=== Direction ===
In the data, replace "marker" with "dot" throughout the stretch from the line containing "TARGET: green fabric drape" through the line containing "[(26, 74), (47, 54)]", and leave all other text unchanged. Return only those lines, with the pictures omitted.

=== Input ===
▶
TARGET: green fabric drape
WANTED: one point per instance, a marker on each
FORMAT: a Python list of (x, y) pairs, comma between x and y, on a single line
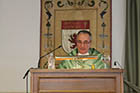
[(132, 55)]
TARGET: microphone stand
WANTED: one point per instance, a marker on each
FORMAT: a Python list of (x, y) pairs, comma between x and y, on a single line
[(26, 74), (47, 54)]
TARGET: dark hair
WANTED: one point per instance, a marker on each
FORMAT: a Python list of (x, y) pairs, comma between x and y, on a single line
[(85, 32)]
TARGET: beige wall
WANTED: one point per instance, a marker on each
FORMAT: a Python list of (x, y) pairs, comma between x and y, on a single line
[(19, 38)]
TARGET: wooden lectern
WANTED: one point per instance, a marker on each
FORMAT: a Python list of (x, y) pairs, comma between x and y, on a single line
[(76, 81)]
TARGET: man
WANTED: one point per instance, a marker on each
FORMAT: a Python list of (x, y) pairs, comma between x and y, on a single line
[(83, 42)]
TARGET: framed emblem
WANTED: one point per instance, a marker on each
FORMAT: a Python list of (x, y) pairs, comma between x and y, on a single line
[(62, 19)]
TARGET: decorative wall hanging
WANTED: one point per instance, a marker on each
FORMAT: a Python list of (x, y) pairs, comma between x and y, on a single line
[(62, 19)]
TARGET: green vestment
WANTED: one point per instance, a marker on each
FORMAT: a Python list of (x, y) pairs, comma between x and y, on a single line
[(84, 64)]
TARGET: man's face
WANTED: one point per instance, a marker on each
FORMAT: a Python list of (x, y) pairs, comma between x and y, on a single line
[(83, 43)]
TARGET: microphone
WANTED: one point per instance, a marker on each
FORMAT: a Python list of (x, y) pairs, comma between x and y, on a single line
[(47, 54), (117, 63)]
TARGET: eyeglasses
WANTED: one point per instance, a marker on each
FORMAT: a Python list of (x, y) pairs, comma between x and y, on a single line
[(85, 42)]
◀
▶
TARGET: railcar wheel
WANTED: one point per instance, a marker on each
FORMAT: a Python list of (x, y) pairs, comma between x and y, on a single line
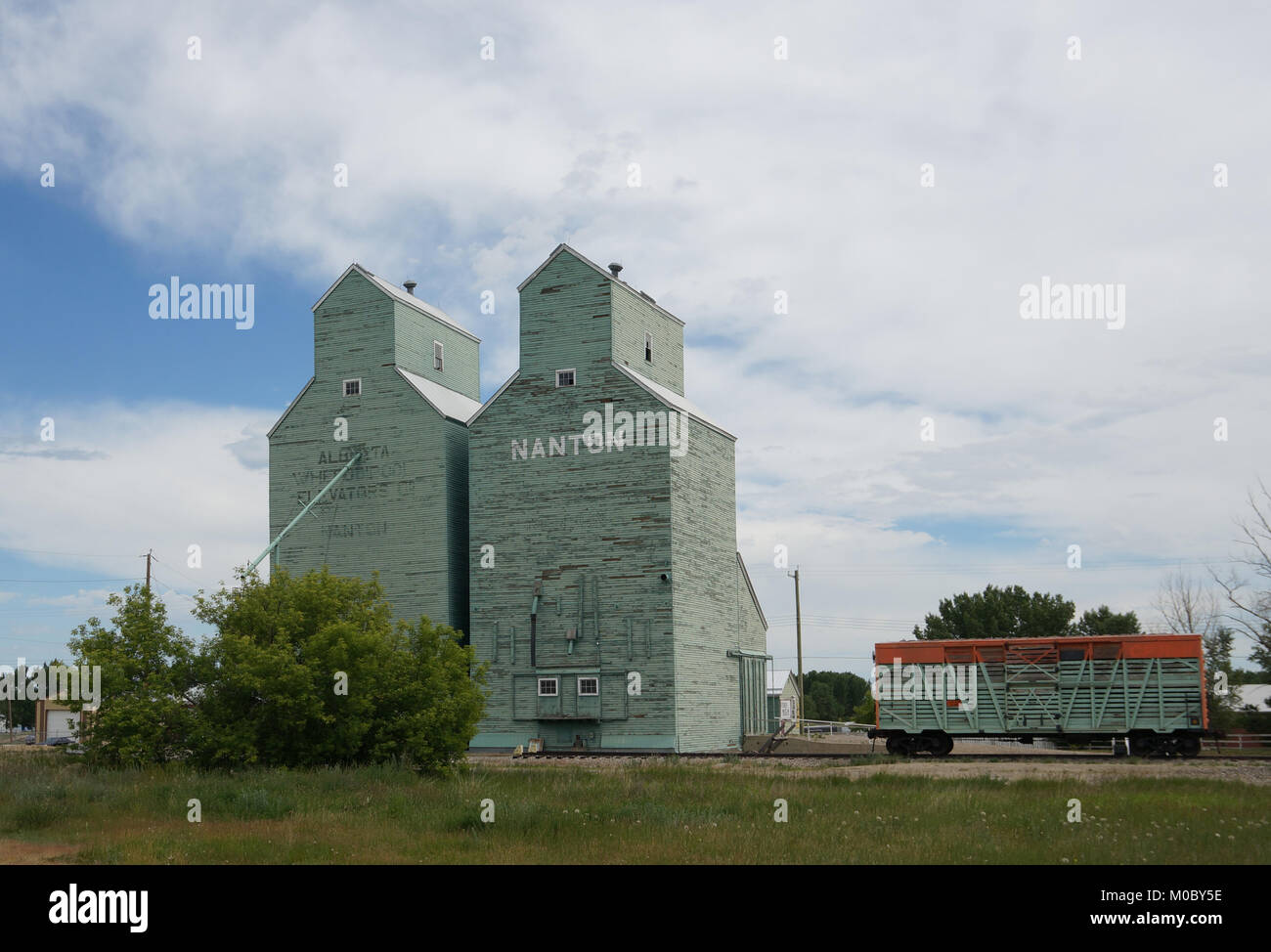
◀
=== Answer to the task ===
TARGET: green fabric drape
WANTED: one point per instance, a dot on each
FORMAT: a Python list of (x, y) pairs, comma between x and y, on a single line
[(132, 55)]
TARGET: microphone stand
WANTED: one point per instance, a dot on each
FORMAT: a Python list of (x, y) pairs, comma between x and y, on a single line
[(26, 74), (47, 54)]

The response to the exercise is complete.